- WHAT YOU NEED TO DO
Retype each entry exactly. Skip any pictures.
━━━━━ THE RECORDS
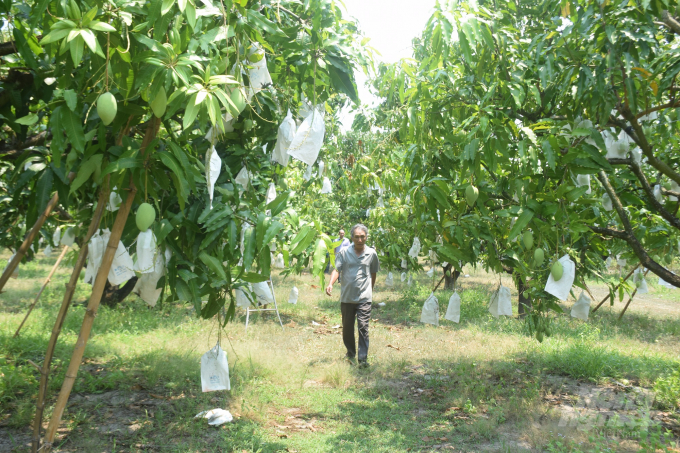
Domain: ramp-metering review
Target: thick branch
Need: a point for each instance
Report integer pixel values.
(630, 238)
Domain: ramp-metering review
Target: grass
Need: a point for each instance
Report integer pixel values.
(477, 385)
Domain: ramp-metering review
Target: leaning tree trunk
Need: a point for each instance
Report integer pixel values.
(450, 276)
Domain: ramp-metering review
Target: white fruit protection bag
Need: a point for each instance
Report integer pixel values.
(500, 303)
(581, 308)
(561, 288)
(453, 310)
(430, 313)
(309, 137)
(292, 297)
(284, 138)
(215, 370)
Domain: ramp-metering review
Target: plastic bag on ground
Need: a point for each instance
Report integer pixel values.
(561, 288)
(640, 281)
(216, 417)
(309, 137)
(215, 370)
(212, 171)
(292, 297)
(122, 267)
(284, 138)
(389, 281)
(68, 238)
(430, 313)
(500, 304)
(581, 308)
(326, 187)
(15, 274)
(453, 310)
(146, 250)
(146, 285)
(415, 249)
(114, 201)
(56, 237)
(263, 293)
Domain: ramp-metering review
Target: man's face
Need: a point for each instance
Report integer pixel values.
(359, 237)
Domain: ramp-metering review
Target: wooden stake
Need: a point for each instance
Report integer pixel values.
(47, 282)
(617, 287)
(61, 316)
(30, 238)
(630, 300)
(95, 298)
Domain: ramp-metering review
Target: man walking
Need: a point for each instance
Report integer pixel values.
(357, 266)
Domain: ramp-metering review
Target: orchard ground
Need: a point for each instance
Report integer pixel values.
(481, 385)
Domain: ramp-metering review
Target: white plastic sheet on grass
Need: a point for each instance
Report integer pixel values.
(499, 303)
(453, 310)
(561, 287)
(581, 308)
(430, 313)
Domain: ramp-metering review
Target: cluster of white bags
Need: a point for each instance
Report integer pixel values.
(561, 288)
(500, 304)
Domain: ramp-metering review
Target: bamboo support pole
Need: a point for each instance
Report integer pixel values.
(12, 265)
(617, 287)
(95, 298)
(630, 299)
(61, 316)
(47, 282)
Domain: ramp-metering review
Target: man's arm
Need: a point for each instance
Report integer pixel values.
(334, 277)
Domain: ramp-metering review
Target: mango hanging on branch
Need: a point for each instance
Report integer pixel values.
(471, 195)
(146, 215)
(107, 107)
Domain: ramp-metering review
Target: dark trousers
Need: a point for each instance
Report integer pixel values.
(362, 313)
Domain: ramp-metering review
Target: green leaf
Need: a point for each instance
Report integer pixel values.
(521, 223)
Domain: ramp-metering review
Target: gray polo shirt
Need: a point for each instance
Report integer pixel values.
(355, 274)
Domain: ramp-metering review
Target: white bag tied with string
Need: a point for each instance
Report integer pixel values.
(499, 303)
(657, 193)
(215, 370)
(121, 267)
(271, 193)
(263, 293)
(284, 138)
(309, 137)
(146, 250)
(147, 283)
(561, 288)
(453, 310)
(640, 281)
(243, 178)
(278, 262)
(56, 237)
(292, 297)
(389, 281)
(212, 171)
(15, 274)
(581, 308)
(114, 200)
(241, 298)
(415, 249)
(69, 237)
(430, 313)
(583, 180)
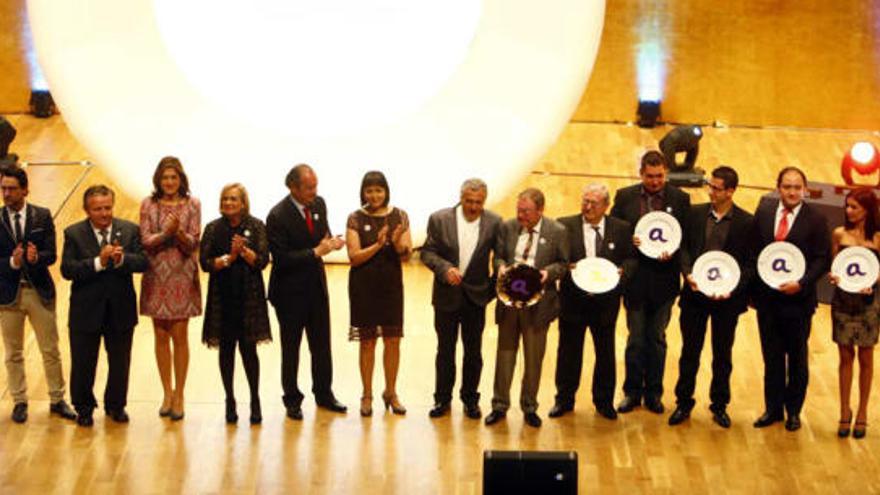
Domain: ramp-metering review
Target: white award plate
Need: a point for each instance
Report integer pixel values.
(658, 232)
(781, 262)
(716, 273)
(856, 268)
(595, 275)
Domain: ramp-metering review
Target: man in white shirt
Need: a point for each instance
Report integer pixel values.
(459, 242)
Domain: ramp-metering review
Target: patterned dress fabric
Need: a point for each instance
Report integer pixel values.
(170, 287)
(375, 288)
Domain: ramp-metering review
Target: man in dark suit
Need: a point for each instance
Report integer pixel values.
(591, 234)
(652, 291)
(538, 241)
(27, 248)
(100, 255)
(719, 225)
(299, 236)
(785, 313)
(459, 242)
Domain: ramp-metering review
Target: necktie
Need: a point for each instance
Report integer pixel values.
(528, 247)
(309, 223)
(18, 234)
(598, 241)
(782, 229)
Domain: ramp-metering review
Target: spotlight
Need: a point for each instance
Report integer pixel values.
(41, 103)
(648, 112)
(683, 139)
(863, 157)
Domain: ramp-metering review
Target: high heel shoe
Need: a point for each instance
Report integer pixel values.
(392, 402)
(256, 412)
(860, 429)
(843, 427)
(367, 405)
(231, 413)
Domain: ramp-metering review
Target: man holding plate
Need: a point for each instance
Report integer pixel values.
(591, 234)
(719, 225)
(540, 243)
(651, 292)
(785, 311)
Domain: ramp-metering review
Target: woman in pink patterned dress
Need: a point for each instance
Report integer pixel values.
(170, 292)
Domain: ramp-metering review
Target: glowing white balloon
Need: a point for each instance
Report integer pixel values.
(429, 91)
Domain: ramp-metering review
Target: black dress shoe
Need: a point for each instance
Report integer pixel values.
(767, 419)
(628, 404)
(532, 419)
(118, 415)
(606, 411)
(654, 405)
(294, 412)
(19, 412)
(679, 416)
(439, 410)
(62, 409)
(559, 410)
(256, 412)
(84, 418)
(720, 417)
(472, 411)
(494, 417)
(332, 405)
━━━━━━━━━━
- TASK OUTPUT
Domain: ramp-metering review
Target: thick branch
Need: a point for each instance
Report integer pixel values.
(630, 238)
Domain: ramp-metering review
Target: grass
Need: a point for each instance
Report integer pixel values.
(477, 385)
Domain: ramp-metering review
Target: leaning tree trunk
Need: a point for each instance
Report integer pixel values.
(450, 276)
Domain: ramp-metering review
Target: white fruit protection bag
Need: a point for each instance
Report integer pixel values.
(500, 303)
(581, 308)
(561, 288)
(453, 310)
(430, 313)
(309, 137)
(292, 297)
(284, 138)
(215, 370)
Domain: ramp-metering review
Target: plastic bag on ground
Need: a point for each instance
Report integer pixel values.
(561, 288)
(640, 281)
(216, 417)
(309, 137)
(215, 370)
(212, 171)
(292, 297)
(122, 267)
(284, 138)
(389, 281)
(68, 238)
(430, 313)
(500, 304)
(581, 308)
(326, 187)
(15, 274)
(453, 310)
(146, 250)
(146, 285)
(415, 249)
(114, 201)
(56, 237)
(263, 293)
Domain: ramp-metering review
Target: man's face
Need: a point for each instance
Report integer pixel values.
(359, 237)
Domain: ramp-metering review
Target: wooden stake
Need: a point for each instance
Report integer pixel values.
(47, 282)
(617, 287)
(61, 316)
(30, 238)
(630, 300)
(95, 298)
Domain: ramp-metering review
Target: man walking
Need: a point for each instance
Report integer pixel values.
(357, 266)
Domain: ramp-metering review
Target: orchard ground
Need: a point for each instance
Report integer pixel values.
(481, 385)
Domain: ramp-metering review
Target: white plastic sheet on grass
Need: a point for each instance
Report integer pixel values.
(499, 303)
(453, 310)
(561, 287)
(581, 308)
(430, 313)
Domain: ramp-metering review
Target: cluster of white bags
Need: a point for each instance
Report integer pixel values.
(561, 288)
(500, 304)
Domain: ramp-metering review
Target: bamboo support pole
Need: a point for each instance
Report integer pixel values.
(12, 265)
(617, 287)
(95, 298)
(630, 299)
(61, 316)
(47, 282)
Domain: ramp-metering review
Target: man's arm
Need: a point for each instance
Report integer pixel values.
(334, 277)
Domain: ramp-metering review
Target: mango hanging on branch
Need: a point for each instance
Report integer pixel values.
(471, 195)
(146, 215)
(107, 107)
Domain: ramp-metering review
Target: dark trousers
Need: a point for each instance
Report integer pixel values.
(362, 313)
Domain: ramp-metering review
Target: green leaf
Need: a point for each instance
Report integer pixel values.
(521, 223)
Domain: ramp-metering review
Target: gray polo shirt
Need: a point for each instance
Report integer pixel values.
(355, 274)
Domain: ramp-metering review
Target: white bag tied with string
Need: a point for each instance
Report integer pixel values.
(499, 303)
(657, 193)
(215, 370)
(121, 267)
(271, 193)
(263, 293)
(284, 138)
(309, 137)
(146, 250)
(147, 283)
(561, 288)
(453, 310)
(640, 281)
(243, 178)
(278, 262)
(56, 237)
(292, 297)
(389, 281)
(212, 171)
(15, 274)
(581, 308)
(114, 200)
(241, 298)
(415, 249)
(69, 237)
(430, 313)
(583, 180)
Domain: ramp-metering review
Target: white award plate
Need: a point for each instance
Report integer pixel values.
(658, 232)
(781, 262)
(716, 273)
(856, 268)
(595, 275)
Domain: ramp-metering review
Target: man in white shirt
Need: a point for each instance
Report integer pixel values.
(459, 242)
Domain: ramp-metering review
Target: patterned dress fabric
Need: a point for each instance
Report integer pixel values.
(170, 287)
(375, 288)
Domain: ramp-metering review
Target: man in dark suit
Need: a point for each instance
Report integer pixel values.
(591, 234)
(652, 291)
(538, 241)
(27, 248)
(100, 255)
(719, 225)
(299, 236)
(785, 313)
(459, 242)
Domain: ramp-metering review
Target: necktie
Need: a point for each instance
Report integer pixel values.
(528, 247)
(309, 223)
(18, 234)
(598, 241)
(782, 229)
Domain: ramp-metering review
Target: spotlight
Need: a point for each instance
Report integer pixel values.
(41, 103)
(648, 112)
(683, 139)
(863, 157)
Domain: ramp-metering review
Target: high heel shoe
Need: a point for each instance
Report integer pixel values.
(392, 402)
(256, 412)
(860, 429)
(843, 427)
(367, 405)
(231, 413)
Domain: ramp-metering review
Target: man holding plate
Need: a point for each instance
Report integer pixel values.
(591, 234)
(719, 225)
(540, 243)
(651, 292)
(785, 311)
Domain: ramp-metering review
Target: woman in pink patterned dress
Need: a point for each instance
Report integer pixel values.
(170, 292)
Domain: ramp-metering review
Target: glowing white balloon
Need: a point for each instance
Report integer pixel values.
(429, 91)
Domain: ramp-metering review
Target: black dress shoe
Need: a point for each instance
Report integer pixel values.
(767, 419)
(628, 404)
(532, 419)
(118, 415)
(606, 411)
(654, 405)
(294, 412)
(19, 412)
(679, 416)
(439, 410)
(62, 409)
(559, 410)
(256, 412)
(84, 418)
(720, 417)
(472, 411)
(494, 417)
(332, 405)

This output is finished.